PAGE TEXT.
★ ★ ★ ★ ★

Scaup: Searching For A Lead

November 03, 2010 By Chris Madson

While Populations Continue To Decline, Biologists Search For Answers In The Smallest Places

By Chris Madson

Sometime in 1986, a freighter docked at the Port of Detroit, unloaded her containers, and flushed her ballast tanks before heading back to sea. There was nothing to distinguish her from hundreds of other ships that run the St. Lawrence Seaway into the Great Lakes every year--except the passengers she carried. Her ballast water had come from one of Europe's major rivers, and with the water came a few tiny, free-swimming creatures, the larval form of the zebra mussel.

By now, it's an old story in the New World. We bring in a new animal or plant, and it transforms the continent. The introduction may be intentional as it was with the English sparrow, German carp, and purple loosestrife. Or accidental, as it was with American chestnut blight, cheat grass, and kudzu. Either way, the invader finds a new niche and out-competes everything else in the vicinity. The ecological shock wave ripples out into the environment in ways that are as complicated as life itself.

Within a few years, the zebra mussel was well on its way to remaking the Great Lakes. While the individual mussel is seldom much larger than a penny, the species makes up for its tiny size with a mighty breeding potential. A single female can produce up to a million eggs in a single season, and the resulting horde of mussels will attach to any firm surface. There are reports of zebra mussel colonies with 200,000 individuals in a single square meter.

The mussels are happy to anchor on native clams, often smothering them in the process. They filter the water for floating food, and their cumulative appetite can actually make a body of water clearer as they suck up uncountable trillions of tiny plants and animals. This voracious feeding can deprive many other small aquatic animals of a meal, eventually shifting the species composition of entire underwater communities.

And their effect may not stop at the water's surface. There is evidence that the zebra mussel and another invader, the quagga mussel, may be at least partly responsible for the decline of North America's scaup.

★ ★ ★ ★ ★

(Dataset entries)

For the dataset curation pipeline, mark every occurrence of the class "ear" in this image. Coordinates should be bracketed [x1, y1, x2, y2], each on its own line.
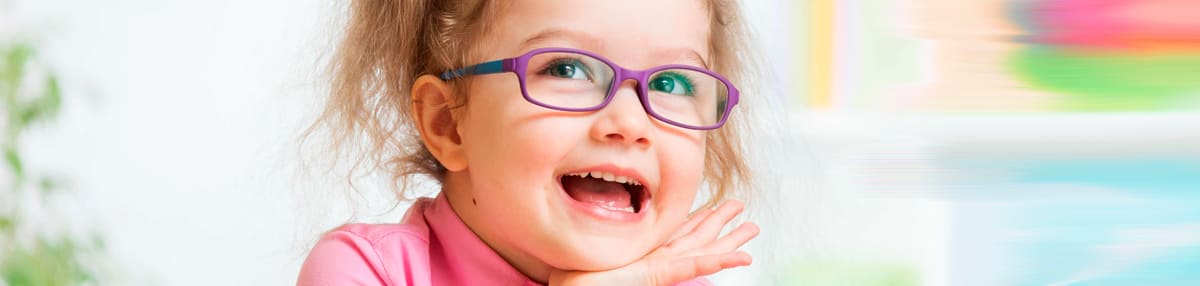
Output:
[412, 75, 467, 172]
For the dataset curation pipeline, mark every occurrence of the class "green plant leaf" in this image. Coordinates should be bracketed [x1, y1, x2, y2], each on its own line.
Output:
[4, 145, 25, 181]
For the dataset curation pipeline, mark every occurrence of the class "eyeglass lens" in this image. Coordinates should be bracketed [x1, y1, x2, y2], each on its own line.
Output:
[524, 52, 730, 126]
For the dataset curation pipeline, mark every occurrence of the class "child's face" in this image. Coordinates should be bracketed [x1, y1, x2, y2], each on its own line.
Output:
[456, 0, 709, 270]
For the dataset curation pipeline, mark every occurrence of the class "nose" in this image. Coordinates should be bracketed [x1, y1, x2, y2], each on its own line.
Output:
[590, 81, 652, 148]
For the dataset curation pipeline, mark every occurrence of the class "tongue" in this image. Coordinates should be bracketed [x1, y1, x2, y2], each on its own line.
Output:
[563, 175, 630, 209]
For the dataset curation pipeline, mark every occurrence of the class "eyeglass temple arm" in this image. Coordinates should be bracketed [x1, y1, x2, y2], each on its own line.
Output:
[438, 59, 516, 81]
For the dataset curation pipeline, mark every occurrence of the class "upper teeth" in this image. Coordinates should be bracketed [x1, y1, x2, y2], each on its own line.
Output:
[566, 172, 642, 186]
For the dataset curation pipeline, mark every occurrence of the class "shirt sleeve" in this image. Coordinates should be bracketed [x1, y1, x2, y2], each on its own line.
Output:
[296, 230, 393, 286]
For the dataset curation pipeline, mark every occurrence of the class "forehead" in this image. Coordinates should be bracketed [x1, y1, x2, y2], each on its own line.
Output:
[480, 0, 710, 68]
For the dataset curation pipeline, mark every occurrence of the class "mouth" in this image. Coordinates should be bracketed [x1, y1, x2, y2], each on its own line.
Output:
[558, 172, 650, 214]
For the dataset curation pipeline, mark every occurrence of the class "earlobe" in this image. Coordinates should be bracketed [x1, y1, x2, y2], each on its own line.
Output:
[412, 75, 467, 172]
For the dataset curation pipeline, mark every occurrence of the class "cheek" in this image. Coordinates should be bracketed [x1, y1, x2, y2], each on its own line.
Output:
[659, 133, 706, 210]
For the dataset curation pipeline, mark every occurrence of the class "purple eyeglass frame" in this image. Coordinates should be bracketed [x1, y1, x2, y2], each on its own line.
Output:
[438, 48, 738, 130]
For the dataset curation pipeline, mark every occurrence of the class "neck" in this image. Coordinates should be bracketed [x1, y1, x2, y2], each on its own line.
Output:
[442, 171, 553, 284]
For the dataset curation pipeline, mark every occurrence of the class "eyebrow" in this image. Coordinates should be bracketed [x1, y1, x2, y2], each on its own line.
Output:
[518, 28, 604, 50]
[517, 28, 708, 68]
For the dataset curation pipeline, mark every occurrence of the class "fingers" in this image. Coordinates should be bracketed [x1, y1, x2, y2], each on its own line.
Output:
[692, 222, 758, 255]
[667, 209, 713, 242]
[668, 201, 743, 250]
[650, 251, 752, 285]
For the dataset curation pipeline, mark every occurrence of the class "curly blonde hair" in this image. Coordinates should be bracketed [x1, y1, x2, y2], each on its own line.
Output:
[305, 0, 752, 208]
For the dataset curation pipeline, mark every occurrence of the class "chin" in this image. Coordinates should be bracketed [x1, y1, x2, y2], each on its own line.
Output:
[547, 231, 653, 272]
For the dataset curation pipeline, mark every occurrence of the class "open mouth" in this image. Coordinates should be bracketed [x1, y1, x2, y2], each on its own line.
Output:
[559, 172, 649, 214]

★ ★ ★ ★ ★

WORK TO COMPLETE.
a) In the scaup article, how many eggs can a single female zebra mussel produce in one season?
b) Please repeat the part of the scaup article starting at "November 03, 2010" and ending at "the zebra mussel.".

ANSWERS TO THE EXERCISE.
a) Up to a million eggs.

b)
November 03, 2010 By Chris Madson

While Populations Continue To Decline, Biologists Search For Answers In The Smallest Places

By Chris Madson

Sometime in 1986, a freighter docked at the Port of Detroit, unloaded her containers, and flushed her ballast tanks before heading back to sea. There was nothing to distinguish her from hundreds of other ships that run the St. Lawrence Seaway into the Great Lakes every year--except the passengers she carried. Her ballast water had come from one of Europe's major rivers, and with the water came a few tiny, free-swimming creatures, the larval form of the zebra mussel.